Ausgangstext:
^^^^^^^^

Seit 1964 weilte Dr. Kloss auf Einladung nordamerikanischer Stellen häufiger zu sprachsoziologischen Studien in den USA und Kanada.
Nach dem Regierungswechsel 1969 war die Schließung der Forschungsstelle absehbar und sie erfolgte 1971 durch das Ministerium für innerdeutsche Beziehungen. Dr. Kloss schloss sich im Einvernehmen mit dem Ministerium dem Institut für deutsche Sprache in Mannheim an, an dem 1971-1980 eine "Arbeitsstelle für Mehrsprachigkeit" bestand. Die Forschungsstelle war 1959 von Lüneburg nach Kiel umgezogen und hatte ab 1964 in Marburg domiziliert. Ihre Mitarbeiterzahl blieb gering und bestand in der Regel aus dem Leiter, einem wissenschaftlichen Assistenten und einer Sekretärin. Mit der Arbeitsstelle von Dr. Dr. Kurt Rabl, Bingen, bestand eine enge Verbindung.Die Hauptleistung gegenüber der Öffentlichkeit war die interne Serie: "Denkschriften und Berichte der Forschungsstelle für Nationalitäten- und Sprachenfragen", die in unregelmäßigen Abständen in den Jahren 1959-1970 erschien, sowie die Schriftenreihe "ETHNOS".
Bestandsbeschreibung
Bestandsgeschichte
Nach der Auflösung der Forschungsstelle für Nationalitäten- und Sprachenfragen 1971 in Marburg gingen die Akten und die Bibliothek in den Besitz des Instituts für deutsche Sprache in Mannheim über. 1980/81 wurden die Akten auf Veranlassung von Dr. Kloss an das Bundesarchiv abgegeben.

^^^^^^^^

Beantworte die folgenden Fragen anhand des Textes über die Forschungsstelle für Nationalitäten- und Sprachenfragen.
(a) In welchem Jahr wurde die Forschungsstelle geschlossen, und durch welches Ministerium geschah das?
(b) Von welchem Ort an welchen Ort zog die Forschungsstelle 1959 um?
(c) An welche Einrichtung wurden die Akten 1980/81 abgegeben?

^^^^^^^^

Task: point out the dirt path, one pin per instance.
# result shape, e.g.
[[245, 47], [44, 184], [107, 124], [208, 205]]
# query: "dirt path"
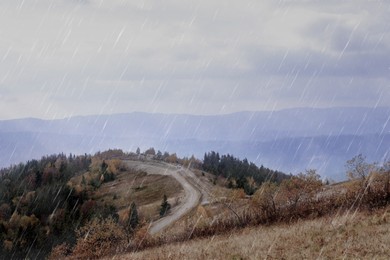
[[185, 177]]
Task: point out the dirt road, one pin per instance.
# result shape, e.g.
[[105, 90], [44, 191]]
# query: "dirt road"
[[193, 193]]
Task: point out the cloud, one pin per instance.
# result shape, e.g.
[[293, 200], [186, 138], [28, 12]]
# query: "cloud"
[[88, 57]]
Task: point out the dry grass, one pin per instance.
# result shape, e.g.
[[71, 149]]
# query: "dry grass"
[[145, 190], [351, 236]]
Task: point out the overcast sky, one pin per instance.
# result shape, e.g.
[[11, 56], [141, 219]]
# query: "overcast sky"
[[60, 58]]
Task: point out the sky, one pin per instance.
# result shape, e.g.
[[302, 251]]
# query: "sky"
[[62, 58]]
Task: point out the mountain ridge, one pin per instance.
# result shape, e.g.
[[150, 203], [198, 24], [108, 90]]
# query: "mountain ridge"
[[263, 137]]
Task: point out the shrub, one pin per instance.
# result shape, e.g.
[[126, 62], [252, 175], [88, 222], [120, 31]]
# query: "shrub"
[[99, 238]]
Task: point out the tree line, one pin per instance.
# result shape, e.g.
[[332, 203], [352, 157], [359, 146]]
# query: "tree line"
[[241, 174]]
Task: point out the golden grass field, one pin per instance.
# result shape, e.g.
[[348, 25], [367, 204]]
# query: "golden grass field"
[[362, 235]]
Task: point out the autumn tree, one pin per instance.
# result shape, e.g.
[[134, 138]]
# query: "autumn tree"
[[360, 171], [150, 151], [264, 200], [300, 188], [132, 221], [165, 206]]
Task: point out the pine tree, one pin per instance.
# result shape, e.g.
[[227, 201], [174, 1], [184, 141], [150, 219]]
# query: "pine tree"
[[133, 220], [165, 206]]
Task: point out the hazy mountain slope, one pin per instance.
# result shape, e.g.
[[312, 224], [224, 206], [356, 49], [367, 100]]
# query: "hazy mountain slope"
[[289, 140]]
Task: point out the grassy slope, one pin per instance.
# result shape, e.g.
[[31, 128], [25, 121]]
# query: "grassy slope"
[[146, 190], [361, 236]]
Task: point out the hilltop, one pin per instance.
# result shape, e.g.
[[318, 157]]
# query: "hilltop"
[[290, 140]]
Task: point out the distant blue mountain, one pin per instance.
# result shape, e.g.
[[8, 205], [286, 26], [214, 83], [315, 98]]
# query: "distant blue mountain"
[[291, 140]]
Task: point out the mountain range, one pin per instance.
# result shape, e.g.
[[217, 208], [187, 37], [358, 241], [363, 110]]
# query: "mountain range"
[[290, 140]]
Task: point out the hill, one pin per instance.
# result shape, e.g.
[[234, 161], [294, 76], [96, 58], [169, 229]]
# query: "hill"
[[289, 140], [360, 236]]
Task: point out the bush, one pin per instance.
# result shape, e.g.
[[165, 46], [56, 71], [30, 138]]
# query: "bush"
[[99, 238]]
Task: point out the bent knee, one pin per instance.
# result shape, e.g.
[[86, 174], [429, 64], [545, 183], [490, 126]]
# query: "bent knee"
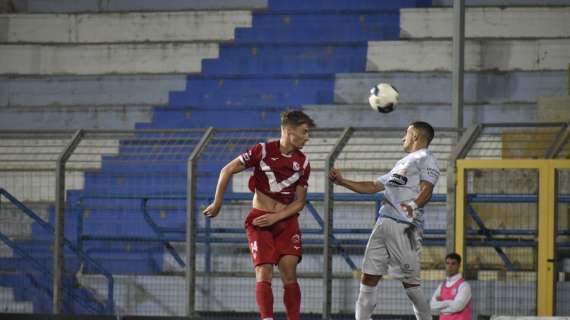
[[370, 280]]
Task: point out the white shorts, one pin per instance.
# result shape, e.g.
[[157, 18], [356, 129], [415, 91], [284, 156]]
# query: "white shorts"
[[394, 248]]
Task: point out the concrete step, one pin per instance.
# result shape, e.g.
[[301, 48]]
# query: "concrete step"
[[504, 3], [113, 117], [487, 22], [84, 91], [128, 27], [98, 59], [438, 115], [435, 87], [502, 55], [134, 5]]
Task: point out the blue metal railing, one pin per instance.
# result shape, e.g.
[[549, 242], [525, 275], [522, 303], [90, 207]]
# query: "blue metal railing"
[[109, 307], [205, 234]]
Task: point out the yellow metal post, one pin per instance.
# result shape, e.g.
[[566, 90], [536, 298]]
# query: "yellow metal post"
[[546, 199], [460, 212], [546, 218]]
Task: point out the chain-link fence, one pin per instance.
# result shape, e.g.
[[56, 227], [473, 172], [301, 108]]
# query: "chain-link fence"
[[126, 207], [502, 207]]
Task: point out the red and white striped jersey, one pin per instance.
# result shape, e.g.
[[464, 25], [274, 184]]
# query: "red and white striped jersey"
[[275, 174]]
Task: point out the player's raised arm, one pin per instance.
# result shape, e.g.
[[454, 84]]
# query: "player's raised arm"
[[233, 167], [368, 187]]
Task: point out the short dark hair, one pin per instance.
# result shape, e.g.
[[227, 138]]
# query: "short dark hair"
[[296, 118], [454, 256], [425, 128]]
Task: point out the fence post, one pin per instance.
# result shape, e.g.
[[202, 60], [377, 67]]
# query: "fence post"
[[466, 141], [58, 254], [191, 223], [328, 225]]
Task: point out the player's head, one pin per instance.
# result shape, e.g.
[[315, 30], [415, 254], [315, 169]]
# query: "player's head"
[[452, 264], [295, 125], [418, 135]]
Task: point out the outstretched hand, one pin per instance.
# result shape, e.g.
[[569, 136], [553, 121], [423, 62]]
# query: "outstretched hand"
[[335, 176], [212, 210], [409, 211]]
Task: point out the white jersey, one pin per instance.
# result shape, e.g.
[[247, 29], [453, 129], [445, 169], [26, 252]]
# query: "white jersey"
[[402, 184]]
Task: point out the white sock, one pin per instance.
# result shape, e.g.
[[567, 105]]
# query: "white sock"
[[419, 302], [366, 302]]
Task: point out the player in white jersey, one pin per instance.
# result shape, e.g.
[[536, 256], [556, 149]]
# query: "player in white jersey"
[[395, 243]]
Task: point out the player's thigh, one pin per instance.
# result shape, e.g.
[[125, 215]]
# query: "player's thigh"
[[261, 245], [288, 268], [376, 257], [403, 247], [288, 239]]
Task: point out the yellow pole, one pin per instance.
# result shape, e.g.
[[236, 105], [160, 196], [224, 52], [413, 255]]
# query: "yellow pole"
[[460, 212], [546, 232]]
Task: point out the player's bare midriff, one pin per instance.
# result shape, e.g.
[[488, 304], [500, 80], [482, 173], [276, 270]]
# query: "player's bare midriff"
[[263, 202]]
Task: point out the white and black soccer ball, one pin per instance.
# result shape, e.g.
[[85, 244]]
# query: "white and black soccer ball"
[[384, 98]]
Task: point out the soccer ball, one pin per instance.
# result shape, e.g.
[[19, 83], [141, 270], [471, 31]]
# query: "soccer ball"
[[383, 98]]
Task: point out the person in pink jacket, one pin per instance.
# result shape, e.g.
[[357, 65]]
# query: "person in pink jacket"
[[452, 299]]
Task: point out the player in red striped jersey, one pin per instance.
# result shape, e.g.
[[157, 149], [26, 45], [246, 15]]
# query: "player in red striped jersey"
[[279, 183]]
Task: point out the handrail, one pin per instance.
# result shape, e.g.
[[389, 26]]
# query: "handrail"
[[45, 225]]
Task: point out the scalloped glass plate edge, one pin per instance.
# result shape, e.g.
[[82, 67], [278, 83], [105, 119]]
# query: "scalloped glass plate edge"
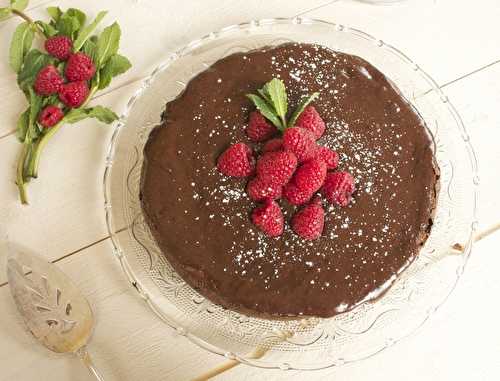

^^^^^^^^

Lösung:
(a) Die Forschungsstelle wurde 1971 durch das Ministerium für innerdeutsche Beziehungen geschlossen.
(b) Sie zog 1959 von Lüneburg nach Kiel um.
(c) Die Akten wurden an das Bundesarchiv abgegeben.